→ EXERCISE REQUIREMENTS
Continue the passage below about the GWPF report on scientific reproducibility and government policy, starting after its final sentence.

→ EXCERPTED PASSAGE
========
Published by the Global Warming Policy Foundation (GWPF), the report illustrates how scientific research is susceptible to bias when it is funded by the government and how a considerable number of scientific studies cannot be replicated or reproduced. As a result, government policy based on the research isn’t based on scientific methods and cannot be accepted as fact.
“Medical research, psychology, and economics are all in the grip of a ‘reproducibility crisis.’ A pharmaceutical company attempting to confirm the findings of 53 landmark cancer studies was successful in only six instances, a failure rate of 89%. ” Donna Laframboise, a journalist who authored the report, said in a statement. “Government policies can’t be considered evidence-based if the evidence on which they depend hasn’t been independently verified, yet the vast majority of academic research is never put to this test.”
Laframboise and the GWPF suspect that environmental and climate science are also in the grips of a similar crisis of reproducibility — much of climate modelling is done via supercomputers and therefore cannot be easily checked by peer reviewers or the general public.
========
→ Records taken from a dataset
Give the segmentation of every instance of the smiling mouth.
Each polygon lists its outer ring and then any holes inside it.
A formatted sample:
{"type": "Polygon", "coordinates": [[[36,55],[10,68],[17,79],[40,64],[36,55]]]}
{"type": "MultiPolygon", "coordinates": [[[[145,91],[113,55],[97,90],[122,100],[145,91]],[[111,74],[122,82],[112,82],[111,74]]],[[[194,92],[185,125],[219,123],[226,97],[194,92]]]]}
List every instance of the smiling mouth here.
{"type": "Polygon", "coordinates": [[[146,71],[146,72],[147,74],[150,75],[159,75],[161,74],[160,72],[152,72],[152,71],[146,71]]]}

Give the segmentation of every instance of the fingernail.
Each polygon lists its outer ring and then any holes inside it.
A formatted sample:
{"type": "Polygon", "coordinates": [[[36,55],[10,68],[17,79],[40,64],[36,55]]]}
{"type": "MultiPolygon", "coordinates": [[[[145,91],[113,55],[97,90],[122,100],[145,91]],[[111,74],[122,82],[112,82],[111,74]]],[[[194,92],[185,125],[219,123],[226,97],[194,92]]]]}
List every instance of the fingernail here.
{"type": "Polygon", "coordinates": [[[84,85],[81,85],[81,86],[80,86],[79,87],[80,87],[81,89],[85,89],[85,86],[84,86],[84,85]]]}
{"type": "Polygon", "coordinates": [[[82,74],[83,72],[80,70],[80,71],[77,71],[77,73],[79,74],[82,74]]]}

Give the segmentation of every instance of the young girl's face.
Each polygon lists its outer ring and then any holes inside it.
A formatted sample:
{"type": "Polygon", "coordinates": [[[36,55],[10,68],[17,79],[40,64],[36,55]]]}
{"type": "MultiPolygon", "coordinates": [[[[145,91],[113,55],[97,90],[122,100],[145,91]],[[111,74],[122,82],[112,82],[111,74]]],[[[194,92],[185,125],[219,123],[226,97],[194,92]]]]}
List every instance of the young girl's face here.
========
→ TASK ANSWER
“Reproducibility is the backbone of sound science,” Laframboise continued.”If it is infeasible to independently
evaluate the numerous assumptions embedded within climate model software, and if third parties lack comparable computing power, a great deal of climate science would appear to be inherently non-reproducible.”
Laframboise isn’t the only one to see a big problem developing in science.
“Much of the scientific literature, perhaps half, may simply be untrue,” Richard Horton, editor of the peer-reviewed medical journal The Lancet, wrote in a study published last April. “Afflicted by studies with small sample sizes, tiny effects, invalid exploratory analyses, and flagrant conflicts of interest, together with an obsession for pursuing fashionable trends of dubious importance, science has taken a turn towards darkness.”